Object pointing dataset rows

— begin —

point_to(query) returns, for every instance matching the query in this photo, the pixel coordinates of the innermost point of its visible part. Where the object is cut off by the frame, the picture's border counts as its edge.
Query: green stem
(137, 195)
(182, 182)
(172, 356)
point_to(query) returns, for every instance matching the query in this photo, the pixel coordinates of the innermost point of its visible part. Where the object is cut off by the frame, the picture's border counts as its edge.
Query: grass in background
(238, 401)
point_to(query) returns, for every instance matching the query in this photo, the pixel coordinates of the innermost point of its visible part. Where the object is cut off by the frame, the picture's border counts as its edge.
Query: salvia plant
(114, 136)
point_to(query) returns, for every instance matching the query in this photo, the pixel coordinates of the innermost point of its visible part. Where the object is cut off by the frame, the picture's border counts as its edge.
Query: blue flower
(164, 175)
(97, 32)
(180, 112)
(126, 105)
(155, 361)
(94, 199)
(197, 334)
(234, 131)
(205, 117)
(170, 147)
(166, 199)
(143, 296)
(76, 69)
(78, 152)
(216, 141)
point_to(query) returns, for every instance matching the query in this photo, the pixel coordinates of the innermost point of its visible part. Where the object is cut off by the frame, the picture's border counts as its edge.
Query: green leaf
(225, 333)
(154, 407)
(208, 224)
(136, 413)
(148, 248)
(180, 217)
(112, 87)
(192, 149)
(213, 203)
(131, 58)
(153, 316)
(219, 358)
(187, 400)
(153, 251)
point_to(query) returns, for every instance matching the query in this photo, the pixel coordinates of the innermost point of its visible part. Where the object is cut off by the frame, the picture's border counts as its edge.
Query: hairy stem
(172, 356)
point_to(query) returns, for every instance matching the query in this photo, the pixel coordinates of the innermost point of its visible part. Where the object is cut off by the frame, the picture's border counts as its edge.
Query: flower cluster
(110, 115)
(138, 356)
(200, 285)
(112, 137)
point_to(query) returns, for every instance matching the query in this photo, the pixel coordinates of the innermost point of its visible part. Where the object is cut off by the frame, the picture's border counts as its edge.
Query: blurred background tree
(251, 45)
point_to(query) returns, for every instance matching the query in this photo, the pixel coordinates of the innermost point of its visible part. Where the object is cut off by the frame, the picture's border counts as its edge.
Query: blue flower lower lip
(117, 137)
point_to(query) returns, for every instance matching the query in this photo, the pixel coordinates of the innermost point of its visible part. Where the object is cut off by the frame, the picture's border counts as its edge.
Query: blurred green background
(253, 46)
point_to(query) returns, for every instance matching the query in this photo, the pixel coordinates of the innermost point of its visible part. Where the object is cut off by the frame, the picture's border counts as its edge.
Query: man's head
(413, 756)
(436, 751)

— end —

Using the exact wording, write out all of the records.

WRITTEN RESPONSE
point_to(query) returns, for every instance matching the query in this photo, the pixel coordinates of the innermost point of its visible part. Where the object is cut off by the frame, the picture's border counts as its edge.
Query: green stem
(137, 195)
(182, 182)
(172, 356)
point_to(query) returns, for every instance matching the query in this photo, the pixel coordinates of the innermost point of its visible part. Where the object is cut off by the frame, the picture's border counts as its edge.
Query: grass in background
(238, 401)
point_to(query) returns, for every instance matching the query in this photo, the pixel coordinates of the innermost point of its visible part. Where the object is cut off by the frame, the picture's border counts as its edge.
Query: salvia plant
(114, 136)
point_to(query) returns, for every instance matching the query in this photo, the pixel coordinates of the innermost point of its visible part. Where the object is cut off by the frame, the picture's border counts as its edge.
Query: blue flower
(164, 175)
(97, 32)
(180, 112)
(126, 105)
(155, 361)
(94, 199)
(197, 334)
(234, 131)
(205, 117)
(170, 147)
(166, 199)
(143, 296)
(76, 69)
(78, 152)
(216, 141)
point_to(query) returns, for every instance matching the query in this photo, the pixel coordinates of the innermost point of its visible part. Where the object is cut off by the frame, the picture's border counts as its edge.
Query: green leaf
(225, 333)
(154, 407)
(208, 224)
(136, 413)
(148, 248)
(180, 217)
(112, 87)
(192, 149)
(213, 203)
(131, 58)
(153, 316)
(219, 358)
(187, 400)
(153, 251)
point_to(query) returns, for every instance matching the query in this photo, the pixel coordinates of the innermost point of its visible part. Where the object is cut off by the frame, the picture's border counts as its edge.
Query: hairy stem
(172, 356)
point_to(query) returns, for every instance matching the query in this photo, the pixel coordinates of the innermost point of its visible part. Where the object is cut off by the frame, the picture's border counts as its edge.
Query: flower cluster
(110, 115)
(138, 356)
(200, 285)
(112, 137)
point_to(query) returns, for every instance matching the query in this photo, the pixel coordinates of the innermost point of its visible part. Where the object is cut off by the frame, the picture's border counts as its edge.
Query: blurred background tree
(251, 45)
point_to(query) returns, for every instance matching the query in this photo, the pixel coordinates of the innermost point of its visible part. Where the object is cut off by the frame, the picture's border counts as its edge.
Query: blue flower lower lip
(117, 137)
point_to(query) returns, for every instance matching the query in this photo, the pixel coordinates of the innermost point of its visible part. Where the object is cut off by the frame, the picture's border counts as its edge.
Query: blurred green background
(253, 46)
point_to(query) returns, for every instance matching the query in this photo, the pixel coordinates of the innermost point of its visible part. Where the object is cut off by the frame, the picture's border counts as its edge.
Query: man's head
(413, 756)
(436, 751)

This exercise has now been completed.